**Work instruction**
In the response, each entry below should appear again exactly as given.

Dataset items
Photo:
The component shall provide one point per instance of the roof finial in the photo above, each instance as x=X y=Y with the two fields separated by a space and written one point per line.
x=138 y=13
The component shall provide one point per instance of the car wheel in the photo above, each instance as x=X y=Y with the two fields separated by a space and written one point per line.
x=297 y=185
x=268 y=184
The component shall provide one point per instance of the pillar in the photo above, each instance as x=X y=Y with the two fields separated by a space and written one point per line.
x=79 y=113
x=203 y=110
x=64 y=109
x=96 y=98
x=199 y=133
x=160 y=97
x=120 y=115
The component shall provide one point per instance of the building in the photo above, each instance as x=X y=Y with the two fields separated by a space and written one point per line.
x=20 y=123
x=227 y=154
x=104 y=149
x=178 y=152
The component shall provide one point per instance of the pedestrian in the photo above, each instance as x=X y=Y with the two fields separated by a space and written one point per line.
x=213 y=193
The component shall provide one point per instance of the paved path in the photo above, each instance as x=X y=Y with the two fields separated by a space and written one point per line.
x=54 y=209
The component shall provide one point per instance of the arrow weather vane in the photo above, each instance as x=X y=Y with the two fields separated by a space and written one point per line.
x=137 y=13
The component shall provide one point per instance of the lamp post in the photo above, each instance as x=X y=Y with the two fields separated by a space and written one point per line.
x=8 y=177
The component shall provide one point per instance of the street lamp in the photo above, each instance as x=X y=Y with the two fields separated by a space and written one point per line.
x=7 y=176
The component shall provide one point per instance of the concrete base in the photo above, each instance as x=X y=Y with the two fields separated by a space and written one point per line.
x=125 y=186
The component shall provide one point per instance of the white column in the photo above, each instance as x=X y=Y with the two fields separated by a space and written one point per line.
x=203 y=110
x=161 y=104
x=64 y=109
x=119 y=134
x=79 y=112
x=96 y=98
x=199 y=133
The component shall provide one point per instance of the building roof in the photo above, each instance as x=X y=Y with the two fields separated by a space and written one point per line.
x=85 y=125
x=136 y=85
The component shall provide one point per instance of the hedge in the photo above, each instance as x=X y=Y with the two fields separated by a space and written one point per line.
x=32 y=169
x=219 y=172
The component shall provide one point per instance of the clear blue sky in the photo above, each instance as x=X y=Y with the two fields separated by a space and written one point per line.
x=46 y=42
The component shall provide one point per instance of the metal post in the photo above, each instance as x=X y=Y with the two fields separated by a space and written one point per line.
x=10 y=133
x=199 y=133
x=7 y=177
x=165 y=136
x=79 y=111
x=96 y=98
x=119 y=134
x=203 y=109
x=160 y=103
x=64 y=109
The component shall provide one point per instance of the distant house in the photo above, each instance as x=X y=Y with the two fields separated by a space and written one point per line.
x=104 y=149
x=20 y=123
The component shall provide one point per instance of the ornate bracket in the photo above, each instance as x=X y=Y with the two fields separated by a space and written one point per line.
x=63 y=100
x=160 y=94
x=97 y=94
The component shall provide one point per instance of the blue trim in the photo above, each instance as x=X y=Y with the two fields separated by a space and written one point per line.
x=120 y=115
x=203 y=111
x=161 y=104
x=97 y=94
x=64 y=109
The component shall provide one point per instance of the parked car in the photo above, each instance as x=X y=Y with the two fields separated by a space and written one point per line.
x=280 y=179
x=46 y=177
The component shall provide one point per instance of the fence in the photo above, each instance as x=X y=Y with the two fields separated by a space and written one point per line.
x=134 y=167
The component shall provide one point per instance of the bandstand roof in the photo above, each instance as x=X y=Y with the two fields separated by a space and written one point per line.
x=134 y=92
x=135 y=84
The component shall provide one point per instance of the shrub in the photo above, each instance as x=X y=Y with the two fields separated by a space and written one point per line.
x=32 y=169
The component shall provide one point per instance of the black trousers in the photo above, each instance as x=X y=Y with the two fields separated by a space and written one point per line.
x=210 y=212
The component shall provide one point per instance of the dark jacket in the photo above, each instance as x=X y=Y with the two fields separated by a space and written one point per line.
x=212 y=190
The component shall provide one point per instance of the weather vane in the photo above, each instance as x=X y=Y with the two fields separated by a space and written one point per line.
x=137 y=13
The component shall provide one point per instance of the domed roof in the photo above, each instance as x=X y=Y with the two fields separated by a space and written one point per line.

**Solved exercise**
Photo:
The component shall provide one point per instance of the roof finial in the photo above, each instance as x=X y=Y with the two fields separated by a space and written one point per line.
x=138 y=13
The component shall provide one point per instance of the car wheel in the photo above, each instance as x=X y=Y with the two fields separated by a space and written one point per line.
x=297 y=185
x=268 y=184
The component shall provide one point per instance of the pillar in the photo above, each instance as x=X y=Y with the two fields separated by a space and written one point per line.
x=79 y=113
x=203 y=110
x=64 y=109
x=96 y=98
x=199 y=133
x=160 y=97
x=120 y=115
The component shall provide one point per instance of the building in the photo above, each instance as x=X y=Y with the two fields separated by a space and written one point per line.
x=20 y=123
x=227 y=154
x=104 y=149
x=178 y=152
The component shall provide one point per instance of the pedestrian in the photo above, each instance as x=X y=Y with the two fields separated by a space and written one point per line.
x=213 y=193
The component shall provide one point per instance of the paved path in the photo above, each instance as x=X y=Y with the two fields separated by a space and written one point per line.
x=54 y=209
The component shall provide one point per instance of the arrow weather vane in the photo above, each instance as x=X y=Y with the two fields separated by a space and written one point per line.
x=137 y=13
The component shall provide one point per instance of the lamp post in the photo above, each instance as x=X y=Y with the two fields separated by a space and written one point per line.
x=8 y=177
The component shall provide one point per instance of the street lamp in the photo above, each instance as x=X y=Y with the two fields separated by a space and written one point per line.
x=7 y=176
The component shall provide one point per instance of the concrete base in the photo above, each instance as x=X y=Y with the two fields separated by a space and written one point per line.
x=125 y=186
The component shall provide one point per instance of the white column in the photo above, each instance as x=X y=Y with the two fields separated by a space and written one point per line.
x=203 y=110
x=161 y=104
x=64 y=109
x=119 y=134
x=79 y=112
x=96 y=98
x=199 y=133
The component shall provide one point per instance of the building roof in the photo above, each instance as x=X y=Y with the two fields separated by a space and written one point per line.
x=85 y=125
x=136 y=85
The component shall provide one point per instance of the hedge in the photo above, each instance as x=X y=Y with the two fields separated by a space and written one point per line.
x=32 y=169
x=219 y=172
The component shall provide one point per instance of the clear blue sky in the photo above, each instance as x=X y=Y with the two fields separated by a space and written one point per line.
x=46 y=42
The component shall provide one point per instance of the metal post in the photo above, each instance as x=X y=Y with the two fields separated by a space and written one point per line.
x=10 y=133
x=199 y=133
x=7 y=177
x=165 y=136
x=79 y=111
x=96 y=98
x=119 y=134
x=203 y=109
x=160 y=103
x=64 y=109
The component shall provide one point per instance of the distant house in the photo above, each instance as x=X y=Y with the two fields separated by a space and written one point per line.
x=104 y=149
x=20 y=123
The component shall provide one point per instance of the ornate bracket in the photo above, each instance as x=X y=Y with the two fields separated by a space and written one point per line.
x=63 y=100
x=160 y=94
x=97 y=94
The component shall provide one point per instance of the blue trim in the photo above, each instance as x=X y=Y with the two fields separated by a space and written one point per line.
x=120 y=115
x=203 y=111
x=161 y=104
x=97 y=94
x=64 y=109
The component shall provide one point per instance of the parked car in the photo above, each instance as x=X y=Y with the two fields separated by a space and written one point per line.
x=280 y=179
x=46 y=177
The component shall provide one point per instance of the fence in the photo above, each instance as x=X y=Y with the two fields separated by a space and written one point per line.
x=134 y=167
The component shall provide one point per instance of the bandstand roof in the photo above, each instance as x=X y=Y with the two fields separated by a space and written one point per line.
x=134 y=92
x=135 y=84
The component shall provide one point per instance of the shrub in the photo above, each instance as x=X y=Y with the two fields separated by a space and written one point per line.
x=32 y=169
The component shall provide one point per instance of the black trousers in the photo above, each instance as x=X y=Y with the two fields separated by a space and written one point per line.
x=210 y=212
The component shall provide one point per instance of the dark jacket in the photo above, each instance as x=X y=Y with the two fields separated by a space and written one point per line.
x=212 y=190
The component shall provide one point per instance of the weather vane in the photo above, each instance as x=X y=Y with the two fields separated by a space and written one point per line.
x=137 y=13
The component shall provide one point per instance of the domed roof in the photo above, each instance as x=X y=Y with the two fields separated by a space and written one point per line.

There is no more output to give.